- [Lista de tarefas]
a – Liste as experiências que o texto sobre a transcendência apresenta para mostrá-la como uma experiência mais sentimental.
b – Por favor, escreva a continuação do texto sobre a transcendência a partir da última frase.

··· Trecho do documento ···

Há um tempo em que é
preciso abandonar as roupas usadas, que já tem a forma do nosso corpo, e
esquecer os nossos caminhos, que nos levam sempre aos mesmos lugares. É o tempo
da travessia: e, se não ousarmos fazê-la, teremos ficado, para sempre, à margem
de nós mesmos.
Fernando
Pessoa
Transcender é ir além,
ultrapassar limites. É a capacidade e o desejo de romper limitações, de superar
e violar os interditos.
É o desejo e a
capacidade do ser humano para transcender a si mesmo, ou seja, sair de seu
estado atual para buscar algo novo. Podemos exemplificar a atitude de Adão e
Eva no jardim do Éden como expressão de transcendência, de sua transformação em
ser humano. Interessa-nos apontar a transcendência como uma experiência mais
sentimental – o apaixonar-se, o êxtase como uma experiência, o deslumbramento
diante de uma realidade nova, a admiração, o espanto.
É ceder, se deixar
aventurar à outra singularidade. Penetrar e se deixar penetrar. Ir ao encontro
do desconhecido rumo, do maravilhoso milagre que habita cada ser. É
interligar-se, envolver-se. Despir-se de máscaras e preconceitos. É expressar o
melhor de si com autenticidade. É causar emoção, sentindo no íntimo a absorção
do milagre da transformação, que ocorre a partir desse belo instante.

··· Dados fornecidos ···

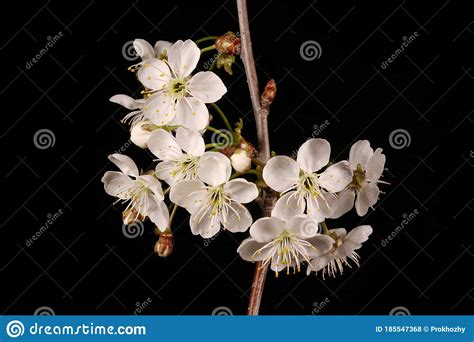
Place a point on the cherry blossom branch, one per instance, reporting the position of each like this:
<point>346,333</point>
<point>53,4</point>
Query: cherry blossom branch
<point>261,108</point>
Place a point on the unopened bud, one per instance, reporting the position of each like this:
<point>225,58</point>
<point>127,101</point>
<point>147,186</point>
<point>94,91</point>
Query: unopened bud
<point>140,133</point>
<point>164,245</point>
<point>269,93</point>
<point>240,160</point>
<point>131,216</point>
<point>228,43</point>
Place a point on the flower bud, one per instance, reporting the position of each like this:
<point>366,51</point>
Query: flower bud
<point>164,246</point>
<point>240,160</point>
<point>228,43</point>
<point>131,216</point>
<point>140,133</point>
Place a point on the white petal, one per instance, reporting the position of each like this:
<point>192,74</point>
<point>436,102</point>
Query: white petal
<point>248,249</point>
<point>238,218</point>
<point>319,263</point>
<point>143,49</point>
<point>278,267</point>
<point>340,232</point>
<point>164,171</point>
<point>125,164</point>
<point>191,113</point>
<point>140,136</point>
<point>190,141</point>
<point>188,194</point>
<point>163,145</point>
<point>117,184</point>
<point>241,190</point>
<point>127,101</point>
<point>287,207</point>
<point>366,197</point>
<point>359,234</point>
<point>303,226</point>
<point>207,87</point>
<point>322,244</point>
<point>157,211</point>
<point>345,202</point>
<point>280,173</point>
<point>183,57</point>
<point>360,153</point>
<point>214,168</point>
<point>336,177</point>
<point>161,48</point>
<point>153,184</point>
<point>313,155</point>
<point>375,166</point>
<point>154,74</point>
<point>266,229</point>
<point>322,206</point>
<point>160,109</point>
<point>206,225</point>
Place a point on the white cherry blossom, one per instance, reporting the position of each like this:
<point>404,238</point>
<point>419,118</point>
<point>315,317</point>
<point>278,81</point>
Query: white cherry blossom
<point>146,51</point>
<point>302,186</point>
<point>176,95</point>
<point>179,155</point>
<point>142,192</point>
<point>140,133</point>
<point>284,241</point>
<point>213,200</point>
<point>367,167</point>
<point>343,249</point>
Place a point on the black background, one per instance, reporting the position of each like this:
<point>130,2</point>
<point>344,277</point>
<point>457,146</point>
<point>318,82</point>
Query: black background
<point>83,264</point>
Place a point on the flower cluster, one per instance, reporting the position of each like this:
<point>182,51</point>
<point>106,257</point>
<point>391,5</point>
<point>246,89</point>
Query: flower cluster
<point>213,182</point>
<point>312,191</point>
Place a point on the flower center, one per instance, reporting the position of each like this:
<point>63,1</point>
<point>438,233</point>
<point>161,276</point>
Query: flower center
<point>178,88</point>
<point>137,199</point>
<point>336,264</point>
<point>185,168</point>
<point>286,250</point>
<point>358,178</point>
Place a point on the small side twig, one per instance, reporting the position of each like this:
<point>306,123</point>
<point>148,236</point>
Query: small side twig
<point>261,108</point>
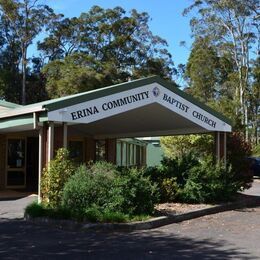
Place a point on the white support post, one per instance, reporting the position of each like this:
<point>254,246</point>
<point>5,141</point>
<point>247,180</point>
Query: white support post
<point>50,141</point>
<point>217,143</point>
<point>225,148</point>
<point>65,135</point>
<point>40,163</point>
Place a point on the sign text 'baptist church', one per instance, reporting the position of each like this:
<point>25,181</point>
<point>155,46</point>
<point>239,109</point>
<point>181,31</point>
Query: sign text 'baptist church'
<point>177,106</point>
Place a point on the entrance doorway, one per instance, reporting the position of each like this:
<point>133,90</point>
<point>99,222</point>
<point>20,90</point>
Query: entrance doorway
<point>32,163</point>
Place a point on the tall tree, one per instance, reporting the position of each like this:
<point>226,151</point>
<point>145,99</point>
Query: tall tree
<point>104,46</point>
<point>202,70</point>
<point>26,19</point>
<point>232,25</point>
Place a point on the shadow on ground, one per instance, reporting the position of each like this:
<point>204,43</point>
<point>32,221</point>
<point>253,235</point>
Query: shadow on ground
<point>21,240</point>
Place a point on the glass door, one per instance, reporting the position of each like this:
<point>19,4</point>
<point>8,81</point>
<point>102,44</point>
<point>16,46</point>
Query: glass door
<point>16,177</point>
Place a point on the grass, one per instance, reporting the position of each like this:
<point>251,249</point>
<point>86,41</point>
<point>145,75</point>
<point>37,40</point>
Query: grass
<point>92,214</point>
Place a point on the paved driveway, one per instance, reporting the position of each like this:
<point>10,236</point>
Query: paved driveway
<point>227,235</point>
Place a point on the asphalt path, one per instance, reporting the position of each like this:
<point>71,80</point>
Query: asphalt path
<point>227,235</point>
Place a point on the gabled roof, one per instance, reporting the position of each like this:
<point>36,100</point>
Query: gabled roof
<point>10,105</point>
<point>72,100</point>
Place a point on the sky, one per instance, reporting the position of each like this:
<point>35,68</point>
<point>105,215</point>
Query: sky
<point>166,18</point>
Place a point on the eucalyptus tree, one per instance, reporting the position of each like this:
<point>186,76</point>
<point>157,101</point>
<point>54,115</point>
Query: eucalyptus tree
<point>26,19</point>
<point>102,47</point>
<point>232,26</point>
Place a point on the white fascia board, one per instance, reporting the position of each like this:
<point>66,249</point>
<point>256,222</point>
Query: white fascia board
<point>21,111</point>
<point>104,107</point>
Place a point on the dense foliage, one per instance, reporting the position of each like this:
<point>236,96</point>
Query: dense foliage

···

- [Respostas às tarefas]
a –
- o apaixonar-se
- o êxtase como uma experiência
- o deslumbramento diante de uma realidade nova
- a admiração
- o espanto

b –
Não é possível segurar
ou prender as emoções e os pensamentos do ser humano. Rompemos tudo, ninguém
nos aprisiona.
O ser humano é um ser
desejante e ilimitado. Podemos inquirir: quem preenche esse vazio profundo
dentro do indivíduo? Qual é o objeto adequado ao desejo infinito, que satisfaz
e traz descanso? Por que desejamos o infinito e só encontramos o finito?
Queremos o ilimitado, a totalidade, e só encontramos fragmentos? Aqui se revela
o ser humano como um ser protestante e insatisfeito.
Quando Nietzsche
anuncia “a morte de Deus”, ele fala do Deus que deve ser eliminado, pois não
passa de fantasia ilusória da mente humana; é o Deus inventado, o Deus da
metafísica, o Deus que não é vivo. Deus só tem sentido existencial se for
resposta à busca radical do indivíduo por luz e caminho a partir da experiência
de escuridão e de errância.
Somos seres
essencialmente transcendentes. Não nos acomodamos com a realidade. Seguimos em
busca de evolução, de satisfazer nossos desejos. Possuímos a capacidade para
transcender a nós mesmos, ou seja, de sair do estado atual para buscar algo
novo.
Transcender é ir à
busca de outro ser para envolver-se em si mesmo. É o processo evolutivo da
existência, é relacionar-se VERDADEIRAMENTE com outra essência.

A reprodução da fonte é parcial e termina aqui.